• **Provided data**
....

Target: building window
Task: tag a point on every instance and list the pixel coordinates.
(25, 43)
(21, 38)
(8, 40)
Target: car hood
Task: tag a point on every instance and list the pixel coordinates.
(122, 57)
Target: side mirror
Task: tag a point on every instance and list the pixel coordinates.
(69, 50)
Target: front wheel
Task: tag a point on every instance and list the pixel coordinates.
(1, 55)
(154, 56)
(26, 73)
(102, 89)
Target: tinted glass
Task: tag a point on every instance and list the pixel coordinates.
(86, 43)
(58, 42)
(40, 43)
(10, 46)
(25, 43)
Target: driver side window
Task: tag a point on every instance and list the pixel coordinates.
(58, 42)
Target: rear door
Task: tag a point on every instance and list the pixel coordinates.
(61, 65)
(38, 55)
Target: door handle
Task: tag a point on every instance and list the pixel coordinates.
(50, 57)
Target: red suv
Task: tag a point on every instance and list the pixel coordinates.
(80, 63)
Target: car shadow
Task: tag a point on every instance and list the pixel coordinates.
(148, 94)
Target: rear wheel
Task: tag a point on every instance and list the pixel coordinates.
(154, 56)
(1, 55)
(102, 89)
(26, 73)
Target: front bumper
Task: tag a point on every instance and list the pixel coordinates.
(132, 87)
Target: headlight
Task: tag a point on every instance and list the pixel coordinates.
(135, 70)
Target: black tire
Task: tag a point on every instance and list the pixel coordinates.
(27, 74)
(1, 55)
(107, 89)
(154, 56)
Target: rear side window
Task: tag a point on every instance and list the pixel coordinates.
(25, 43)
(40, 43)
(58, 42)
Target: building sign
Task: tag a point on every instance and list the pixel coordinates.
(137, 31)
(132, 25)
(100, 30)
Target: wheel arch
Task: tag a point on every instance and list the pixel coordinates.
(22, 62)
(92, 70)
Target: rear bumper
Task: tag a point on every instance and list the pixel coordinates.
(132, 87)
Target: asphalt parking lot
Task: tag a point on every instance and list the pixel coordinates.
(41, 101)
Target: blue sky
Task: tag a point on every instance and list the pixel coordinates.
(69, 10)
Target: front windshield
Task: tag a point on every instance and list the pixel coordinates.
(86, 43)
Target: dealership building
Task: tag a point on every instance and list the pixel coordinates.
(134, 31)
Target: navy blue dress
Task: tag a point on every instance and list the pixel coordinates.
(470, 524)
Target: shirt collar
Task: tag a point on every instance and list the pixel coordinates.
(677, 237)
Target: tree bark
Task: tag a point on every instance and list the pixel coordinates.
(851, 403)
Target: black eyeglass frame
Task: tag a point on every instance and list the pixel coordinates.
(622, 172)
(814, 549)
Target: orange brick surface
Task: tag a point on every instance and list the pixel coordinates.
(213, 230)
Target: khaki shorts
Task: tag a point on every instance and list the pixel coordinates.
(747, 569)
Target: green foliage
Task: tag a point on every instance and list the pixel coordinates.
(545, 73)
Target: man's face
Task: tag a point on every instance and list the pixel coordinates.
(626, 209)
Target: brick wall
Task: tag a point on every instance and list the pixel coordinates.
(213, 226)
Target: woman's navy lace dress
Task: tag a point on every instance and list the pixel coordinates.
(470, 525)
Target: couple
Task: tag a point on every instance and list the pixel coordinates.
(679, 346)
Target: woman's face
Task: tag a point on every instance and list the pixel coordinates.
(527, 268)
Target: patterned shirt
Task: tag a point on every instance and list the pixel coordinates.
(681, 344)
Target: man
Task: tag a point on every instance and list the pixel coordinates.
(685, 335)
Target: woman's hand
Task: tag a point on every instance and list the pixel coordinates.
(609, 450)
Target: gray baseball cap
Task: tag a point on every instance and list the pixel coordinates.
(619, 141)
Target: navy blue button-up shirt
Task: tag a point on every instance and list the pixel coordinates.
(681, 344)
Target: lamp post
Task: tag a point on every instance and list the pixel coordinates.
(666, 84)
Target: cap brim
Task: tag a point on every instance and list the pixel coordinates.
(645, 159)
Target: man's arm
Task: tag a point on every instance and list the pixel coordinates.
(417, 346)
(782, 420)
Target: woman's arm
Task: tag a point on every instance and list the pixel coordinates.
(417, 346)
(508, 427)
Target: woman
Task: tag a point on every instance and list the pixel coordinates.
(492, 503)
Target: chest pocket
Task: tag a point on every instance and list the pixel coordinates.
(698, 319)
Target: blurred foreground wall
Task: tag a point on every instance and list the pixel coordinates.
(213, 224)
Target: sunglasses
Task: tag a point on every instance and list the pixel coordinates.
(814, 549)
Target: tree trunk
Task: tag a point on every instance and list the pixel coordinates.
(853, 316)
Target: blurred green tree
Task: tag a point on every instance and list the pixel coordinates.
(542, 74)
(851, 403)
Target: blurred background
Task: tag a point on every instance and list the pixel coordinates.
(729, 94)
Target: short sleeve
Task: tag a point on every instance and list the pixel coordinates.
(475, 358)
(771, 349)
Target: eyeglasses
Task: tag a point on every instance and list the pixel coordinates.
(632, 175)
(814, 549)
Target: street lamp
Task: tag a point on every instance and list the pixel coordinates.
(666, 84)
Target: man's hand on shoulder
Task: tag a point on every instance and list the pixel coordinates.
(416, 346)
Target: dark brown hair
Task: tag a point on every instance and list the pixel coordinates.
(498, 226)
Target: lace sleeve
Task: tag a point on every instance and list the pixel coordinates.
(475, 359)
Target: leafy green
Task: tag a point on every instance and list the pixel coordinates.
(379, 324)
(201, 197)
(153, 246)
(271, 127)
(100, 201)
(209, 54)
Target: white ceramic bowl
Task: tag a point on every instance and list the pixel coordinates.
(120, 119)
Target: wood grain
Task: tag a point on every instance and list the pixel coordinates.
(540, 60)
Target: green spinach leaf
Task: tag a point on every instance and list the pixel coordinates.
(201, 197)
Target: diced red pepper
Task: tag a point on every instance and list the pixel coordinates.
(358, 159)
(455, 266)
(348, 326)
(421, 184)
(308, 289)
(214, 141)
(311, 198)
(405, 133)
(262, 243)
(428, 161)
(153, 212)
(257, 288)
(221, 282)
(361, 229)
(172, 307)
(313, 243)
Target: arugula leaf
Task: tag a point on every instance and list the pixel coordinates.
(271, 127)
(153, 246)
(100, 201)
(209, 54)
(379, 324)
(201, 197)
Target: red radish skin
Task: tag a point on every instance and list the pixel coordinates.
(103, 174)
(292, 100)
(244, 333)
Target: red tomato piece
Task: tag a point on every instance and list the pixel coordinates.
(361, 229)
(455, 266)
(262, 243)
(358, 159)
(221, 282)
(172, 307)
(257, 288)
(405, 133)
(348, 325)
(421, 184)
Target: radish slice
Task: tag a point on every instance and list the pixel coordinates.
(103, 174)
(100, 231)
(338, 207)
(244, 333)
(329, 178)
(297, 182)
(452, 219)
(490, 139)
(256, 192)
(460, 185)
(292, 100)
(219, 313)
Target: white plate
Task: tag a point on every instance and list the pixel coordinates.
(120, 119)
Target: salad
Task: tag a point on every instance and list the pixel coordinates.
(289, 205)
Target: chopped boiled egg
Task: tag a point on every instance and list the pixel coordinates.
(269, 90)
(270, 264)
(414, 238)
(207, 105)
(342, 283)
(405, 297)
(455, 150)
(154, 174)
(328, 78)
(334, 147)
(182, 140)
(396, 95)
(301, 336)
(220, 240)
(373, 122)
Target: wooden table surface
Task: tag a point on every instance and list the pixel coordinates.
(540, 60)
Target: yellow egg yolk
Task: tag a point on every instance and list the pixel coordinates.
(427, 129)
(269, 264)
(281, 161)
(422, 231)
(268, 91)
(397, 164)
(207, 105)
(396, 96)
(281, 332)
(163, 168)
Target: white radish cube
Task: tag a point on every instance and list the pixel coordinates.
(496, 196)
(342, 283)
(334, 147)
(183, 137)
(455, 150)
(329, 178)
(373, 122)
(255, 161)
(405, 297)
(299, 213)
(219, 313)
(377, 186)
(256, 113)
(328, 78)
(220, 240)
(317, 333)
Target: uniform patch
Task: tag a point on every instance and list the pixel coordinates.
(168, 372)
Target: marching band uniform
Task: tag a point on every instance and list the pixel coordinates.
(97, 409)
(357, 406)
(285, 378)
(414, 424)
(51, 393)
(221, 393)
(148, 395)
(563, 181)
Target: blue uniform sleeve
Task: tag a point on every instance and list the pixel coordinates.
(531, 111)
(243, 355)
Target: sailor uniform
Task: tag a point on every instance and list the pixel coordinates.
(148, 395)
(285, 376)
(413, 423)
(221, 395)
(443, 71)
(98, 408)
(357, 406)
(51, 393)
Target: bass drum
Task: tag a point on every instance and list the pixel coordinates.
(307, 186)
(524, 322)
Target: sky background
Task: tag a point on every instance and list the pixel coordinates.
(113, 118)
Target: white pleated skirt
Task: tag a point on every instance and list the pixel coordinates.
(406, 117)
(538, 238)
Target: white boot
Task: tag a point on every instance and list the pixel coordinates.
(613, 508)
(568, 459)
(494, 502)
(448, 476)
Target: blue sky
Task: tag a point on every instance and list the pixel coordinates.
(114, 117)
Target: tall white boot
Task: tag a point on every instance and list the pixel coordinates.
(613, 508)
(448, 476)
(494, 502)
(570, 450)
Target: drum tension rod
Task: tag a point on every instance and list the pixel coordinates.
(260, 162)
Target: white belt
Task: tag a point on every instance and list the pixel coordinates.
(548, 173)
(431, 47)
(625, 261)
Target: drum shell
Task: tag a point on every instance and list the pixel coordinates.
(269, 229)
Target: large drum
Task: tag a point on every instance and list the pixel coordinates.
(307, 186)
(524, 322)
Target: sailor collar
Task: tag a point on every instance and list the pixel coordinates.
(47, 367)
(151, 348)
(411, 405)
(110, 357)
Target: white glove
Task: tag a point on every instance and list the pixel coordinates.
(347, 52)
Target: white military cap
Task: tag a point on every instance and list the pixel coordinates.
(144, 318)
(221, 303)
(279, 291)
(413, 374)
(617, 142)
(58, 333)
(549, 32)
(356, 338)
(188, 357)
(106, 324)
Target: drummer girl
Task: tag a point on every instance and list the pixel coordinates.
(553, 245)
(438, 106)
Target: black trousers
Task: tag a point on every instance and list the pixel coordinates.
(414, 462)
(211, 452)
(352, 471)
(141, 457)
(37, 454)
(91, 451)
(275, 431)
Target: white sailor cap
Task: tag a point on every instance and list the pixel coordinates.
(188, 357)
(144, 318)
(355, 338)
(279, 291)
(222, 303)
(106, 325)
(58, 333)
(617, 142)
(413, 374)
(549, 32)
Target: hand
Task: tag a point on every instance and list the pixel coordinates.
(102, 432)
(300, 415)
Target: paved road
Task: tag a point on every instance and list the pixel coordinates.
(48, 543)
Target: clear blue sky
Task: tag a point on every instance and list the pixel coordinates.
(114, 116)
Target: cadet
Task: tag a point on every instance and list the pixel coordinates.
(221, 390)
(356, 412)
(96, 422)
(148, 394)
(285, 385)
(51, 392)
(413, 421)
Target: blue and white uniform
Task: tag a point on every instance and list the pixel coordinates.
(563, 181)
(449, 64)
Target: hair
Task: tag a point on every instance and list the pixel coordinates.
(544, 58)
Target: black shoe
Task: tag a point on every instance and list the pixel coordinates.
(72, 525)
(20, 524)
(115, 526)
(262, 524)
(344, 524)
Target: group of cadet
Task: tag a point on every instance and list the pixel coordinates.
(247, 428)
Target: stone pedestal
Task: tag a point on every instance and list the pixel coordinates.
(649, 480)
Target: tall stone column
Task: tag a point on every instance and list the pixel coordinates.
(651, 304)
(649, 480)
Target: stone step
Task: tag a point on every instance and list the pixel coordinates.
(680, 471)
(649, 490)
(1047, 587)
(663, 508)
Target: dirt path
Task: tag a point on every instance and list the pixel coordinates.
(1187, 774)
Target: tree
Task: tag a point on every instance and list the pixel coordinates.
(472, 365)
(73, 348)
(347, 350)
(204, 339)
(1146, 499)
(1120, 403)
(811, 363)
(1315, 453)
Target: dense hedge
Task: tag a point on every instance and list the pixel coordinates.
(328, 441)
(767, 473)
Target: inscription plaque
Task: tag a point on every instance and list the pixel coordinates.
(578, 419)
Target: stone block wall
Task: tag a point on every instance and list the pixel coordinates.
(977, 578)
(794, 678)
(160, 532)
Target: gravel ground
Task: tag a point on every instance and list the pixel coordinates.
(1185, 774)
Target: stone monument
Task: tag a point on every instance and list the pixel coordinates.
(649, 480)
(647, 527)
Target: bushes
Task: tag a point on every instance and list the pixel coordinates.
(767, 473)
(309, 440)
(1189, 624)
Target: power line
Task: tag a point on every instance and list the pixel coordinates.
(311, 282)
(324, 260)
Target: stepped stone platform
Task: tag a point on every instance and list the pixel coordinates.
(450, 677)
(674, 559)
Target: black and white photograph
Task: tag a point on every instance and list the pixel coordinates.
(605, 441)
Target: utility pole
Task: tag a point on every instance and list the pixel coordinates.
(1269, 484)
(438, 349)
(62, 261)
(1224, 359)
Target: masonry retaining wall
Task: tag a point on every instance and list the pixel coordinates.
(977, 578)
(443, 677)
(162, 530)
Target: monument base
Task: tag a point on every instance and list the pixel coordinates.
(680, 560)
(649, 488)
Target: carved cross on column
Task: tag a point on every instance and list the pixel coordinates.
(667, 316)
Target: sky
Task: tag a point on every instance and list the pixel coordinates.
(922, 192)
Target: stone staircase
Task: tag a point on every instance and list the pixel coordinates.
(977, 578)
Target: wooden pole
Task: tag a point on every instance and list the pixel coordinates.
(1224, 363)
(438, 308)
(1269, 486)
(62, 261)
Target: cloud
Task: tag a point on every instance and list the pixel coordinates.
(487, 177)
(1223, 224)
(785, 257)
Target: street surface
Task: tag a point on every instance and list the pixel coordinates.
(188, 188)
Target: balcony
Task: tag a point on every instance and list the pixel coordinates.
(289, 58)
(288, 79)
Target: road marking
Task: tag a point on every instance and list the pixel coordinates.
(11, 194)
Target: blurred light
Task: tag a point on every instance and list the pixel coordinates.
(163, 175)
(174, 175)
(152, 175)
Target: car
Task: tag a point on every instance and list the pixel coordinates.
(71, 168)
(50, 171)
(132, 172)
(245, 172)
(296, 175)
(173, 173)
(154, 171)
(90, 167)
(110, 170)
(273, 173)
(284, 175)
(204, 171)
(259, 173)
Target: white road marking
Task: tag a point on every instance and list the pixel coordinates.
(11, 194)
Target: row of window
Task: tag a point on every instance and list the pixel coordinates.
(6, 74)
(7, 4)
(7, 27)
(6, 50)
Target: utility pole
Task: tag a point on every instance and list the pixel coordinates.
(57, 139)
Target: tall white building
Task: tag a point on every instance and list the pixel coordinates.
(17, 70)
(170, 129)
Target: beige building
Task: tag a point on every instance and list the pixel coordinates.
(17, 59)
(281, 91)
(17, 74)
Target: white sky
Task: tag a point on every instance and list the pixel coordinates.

....

• **How to complete this task**
From the records above, reproduce exactly the lines from the one with "Target: wood grain" to the one with "Target: arugula leaf", both included, and no others.

• **Exercise response**
Target: wood grain
Task: tag a point on every instance and list the pixel coordinates.
(540, 60)
Target: green spinach leaf
Task: tag a point on every instance and list the pixel coordinates.
(201, 197)
Target: diced red pepper
Task: tag a point on every instance and list the pixel coordinates.
(358, 159)
(455, 266)
(348, 326)
(421, 184)
(308, 289)
(214, 141)
(311, 198)
(405, 133)
(262, 243)
(428, 161)
(153, 212)
(257, 288)
(221, 282)
(361, 229)
(172, 307)
(313, 243)
Target: arugula leaf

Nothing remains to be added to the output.